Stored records
_ _ _

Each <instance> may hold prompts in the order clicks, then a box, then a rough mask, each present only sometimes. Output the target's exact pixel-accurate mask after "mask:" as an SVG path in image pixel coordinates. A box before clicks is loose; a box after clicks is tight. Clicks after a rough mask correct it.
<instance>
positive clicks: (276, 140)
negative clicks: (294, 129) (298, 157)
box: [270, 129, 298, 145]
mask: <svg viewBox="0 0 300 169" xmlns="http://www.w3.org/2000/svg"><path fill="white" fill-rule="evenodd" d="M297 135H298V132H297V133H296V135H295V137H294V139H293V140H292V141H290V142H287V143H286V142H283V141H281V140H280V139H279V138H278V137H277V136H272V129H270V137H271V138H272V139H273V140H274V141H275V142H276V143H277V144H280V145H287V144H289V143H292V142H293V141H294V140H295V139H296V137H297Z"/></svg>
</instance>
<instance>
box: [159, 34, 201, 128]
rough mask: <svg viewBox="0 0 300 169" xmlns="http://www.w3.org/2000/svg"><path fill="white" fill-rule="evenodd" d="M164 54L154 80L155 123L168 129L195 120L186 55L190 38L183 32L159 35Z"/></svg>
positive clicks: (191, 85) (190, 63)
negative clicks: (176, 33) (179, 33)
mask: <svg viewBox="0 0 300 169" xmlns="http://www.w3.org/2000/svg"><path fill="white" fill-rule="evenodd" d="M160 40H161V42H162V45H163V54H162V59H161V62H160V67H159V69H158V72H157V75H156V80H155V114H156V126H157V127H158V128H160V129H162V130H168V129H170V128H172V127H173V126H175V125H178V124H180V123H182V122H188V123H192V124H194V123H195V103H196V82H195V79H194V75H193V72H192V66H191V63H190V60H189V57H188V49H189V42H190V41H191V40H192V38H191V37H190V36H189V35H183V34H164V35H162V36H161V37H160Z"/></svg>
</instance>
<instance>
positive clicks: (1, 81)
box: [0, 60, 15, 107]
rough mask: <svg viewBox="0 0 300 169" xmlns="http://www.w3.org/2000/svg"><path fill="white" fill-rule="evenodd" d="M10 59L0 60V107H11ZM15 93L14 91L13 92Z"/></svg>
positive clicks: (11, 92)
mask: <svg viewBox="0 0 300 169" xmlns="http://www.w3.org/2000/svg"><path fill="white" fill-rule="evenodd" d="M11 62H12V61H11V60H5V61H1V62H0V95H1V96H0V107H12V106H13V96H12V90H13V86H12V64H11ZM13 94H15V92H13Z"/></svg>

_ _ _

• _Exercise_:
Every entry above should be duplicated exactly.

• _Written solution_:
Each <instance> may hold prompts in the order clicks, then a box, then a rough mask, each present only sometimes. Output the target's exact pixel-accurate mask after "mask:" as an SVG path in image pixel coordinates. A box before clicks is loose; a box after clicks is tight. Clicks after a rough mask correct it.
<instance>
positive clicks: (276, 140)
negative clicks: (294, 129) (298, 157)
box: [270, 129, 298, 145]
mask: <svg viewBox="0 0 300 169" xmlns="http://www.w3.org/2000/svg"><path fill="white" fill-rule="evenodd" d="M297 135H298V132H297V133H296V135H295V137H294V139H293V140H292V141H290V142H287V143H286V142H283V141H281V140H280V139H279V138H278V137H277V136H272V129H270V137H271V138H272V139H273V140H274V141H275V142H276V143H277V144H280V145H287V144H289V143H292V142H293V141H294V140H295V139H296V137H297Z"/></svg>
</instance>
<instance>
box: [159, 34, 201, 128]
rough mask: <svg viewBox="0 0 300 169" xmlns="http://www.w3.org/2000/svg"><path fill="white" fill-rule="evenodd" d="M164 54L154 80L155 123L168 129L195 120L186 55L190 38L183 32L159 35Z"/></svg>
positive clicks: (191, 85) (190, 63)
negative clicks: (176, 33) (179, 33)
mask: <svg viewBox="0 0 300 169" xmlns="http://www.w3.org/2000/svg"><path fill="white" fill-rule="evenodd" d="M160 40H161V42H162V45H163V54H162V59H161V62H160V67H159V69H158V72H157V75H156V80H155V114H156V126H157V127H158V128H160V129H162V130H168V129H170V128H172V127H173V126H175V125H178V124H180V123H182V122H188V123H192V124H194V123H195V103H196V82H195V79H194V75H193V72H192V66H191V63H190V60H189V57H188V49H189V42H190V41H191V40H192V38H191V37H190V36H189V35H183V34H164V35H162V36H161V37H160Z"/></svg>
</instance>
<instance>
positive clicks: (1, 81)
box: [0, 60, 15, 107]
rough mask: <svg viewBox="0 0 300 169" xmlns="http://www.w3.org/2000/svg"><path fill="white" fill-rule="evenodd" d="M10 59L0 60V107H11ZM15 93L14 91L13 92Z"/></svg>
positive clicks: (11, 92)
mask: <svg viewBox="0 0 300 169" xmlns="http://www.w3.org/2000/svg"><path fill="white" fill-rule="evenodd" d="M11 62H12V61H11V60H5V61H1V62H0V95H1V96H0V107H12V106H13V96H12V90H13V86H12V64H11ZM13 94H15V92H13Z"/></svg>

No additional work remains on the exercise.